**Tugas Anda**.
1. Salin dari bagian teks rentang mulai "Baca berita dengan" sampai "menjelang tengah malam." tanpa mengubah satu huruf pun.
2. Terjemahkan kalimat dari bagian teks ini ke dalam bahasa Inggris: "Sejumlah aktivis dan mantan aktivis mahasiswa, seperti Hariman Siregar dan Amir Daulay, hadir di acara itu."
3. Jawab pertanyaan berikut berdasarkan bagian teks:
(a) Berapa usia Nugroho Djayusman?
(b) Di jalan mana rumahnya berada?
(c) Berapa kira-kira jumlah kolega yang ia undang?

======== Bagian Teks

Baca berita dengan sedikit iklan, klik di sini
LAMA tak terdengar kabarnya, mantan Kepala Polda Metro Jaya Nugroho Djayusman tiba-tiba bikin hajatan. Di rumahnya yang jembar di Jalan Bangka IX, Jakarta Selatan, pria 61 tahun ini meng-undang sekitar 400 koleganya. Suasana meriah pun memenuhi halaman rumahnya. Sejumlah aktivis dan mantan aktivis mahasiswa, seperti Hariman Siregar dan Amir Daulay, hadir di acara itu. Pesta itu digelar hingga menjelang tengah malam.

================
======== Data yang Ditampilkan

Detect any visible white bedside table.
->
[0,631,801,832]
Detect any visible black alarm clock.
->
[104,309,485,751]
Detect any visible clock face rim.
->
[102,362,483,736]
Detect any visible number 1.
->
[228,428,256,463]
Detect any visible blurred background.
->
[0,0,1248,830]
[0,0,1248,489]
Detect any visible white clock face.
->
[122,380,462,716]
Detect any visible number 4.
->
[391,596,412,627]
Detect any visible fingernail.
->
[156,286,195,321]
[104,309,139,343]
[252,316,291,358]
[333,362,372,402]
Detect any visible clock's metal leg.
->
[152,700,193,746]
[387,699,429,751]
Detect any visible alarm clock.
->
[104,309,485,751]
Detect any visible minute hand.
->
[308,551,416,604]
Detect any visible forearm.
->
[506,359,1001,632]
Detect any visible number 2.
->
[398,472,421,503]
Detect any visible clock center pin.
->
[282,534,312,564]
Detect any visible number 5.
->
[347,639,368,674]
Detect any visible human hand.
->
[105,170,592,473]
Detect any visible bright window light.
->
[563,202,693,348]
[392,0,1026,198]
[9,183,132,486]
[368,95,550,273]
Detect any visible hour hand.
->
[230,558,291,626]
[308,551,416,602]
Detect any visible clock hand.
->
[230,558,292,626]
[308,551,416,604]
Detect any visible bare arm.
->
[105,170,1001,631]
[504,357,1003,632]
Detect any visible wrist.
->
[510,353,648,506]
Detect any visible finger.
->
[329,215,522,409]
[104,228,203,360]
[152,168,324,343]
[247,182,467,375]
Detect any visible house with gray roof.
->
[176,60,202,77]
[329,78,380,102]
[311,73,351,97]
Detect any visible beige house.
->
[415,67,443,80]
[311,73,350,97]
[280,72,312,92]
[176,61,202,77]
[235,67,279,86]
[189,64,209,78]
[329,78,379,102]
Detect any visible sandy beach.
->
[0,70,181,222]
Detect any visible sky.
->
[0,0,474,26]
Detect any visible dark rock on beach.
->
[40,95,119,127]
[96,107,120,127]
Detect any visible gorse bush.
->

================

**Hasil Tugas**.
1.
Baca berita dengan sedikit iklan, klik di sini
LAMA tak terdengar kabarnya, mantan Kepala Polda Metro Jaya Nugroho Djayusman tiba-tiba bikin hajatan. Di rumahnya yang jembar di Jalan Bangka IX, Jakarta Selatan, pria 61 tahun ini meng-undang sekitar 400 koleganya. Suasana meriah pun memenuhi halaman rumahnya. Sejumlah aktivis dan mantan aktivis mahasiswa, seperti Hariman Siregar dan Amir Daulay, hadir di acara itu. Pesta itu digelar hingga menjelang tengah malam.

2. A number of activists and former student activists, such as Hariman Siregar and Amir Daulay, attended the event.

3.
(a) 61 tahun.
(b) Jalan Bangka IX, Jakarta Selatan.
(c) Sekitar 400 orang.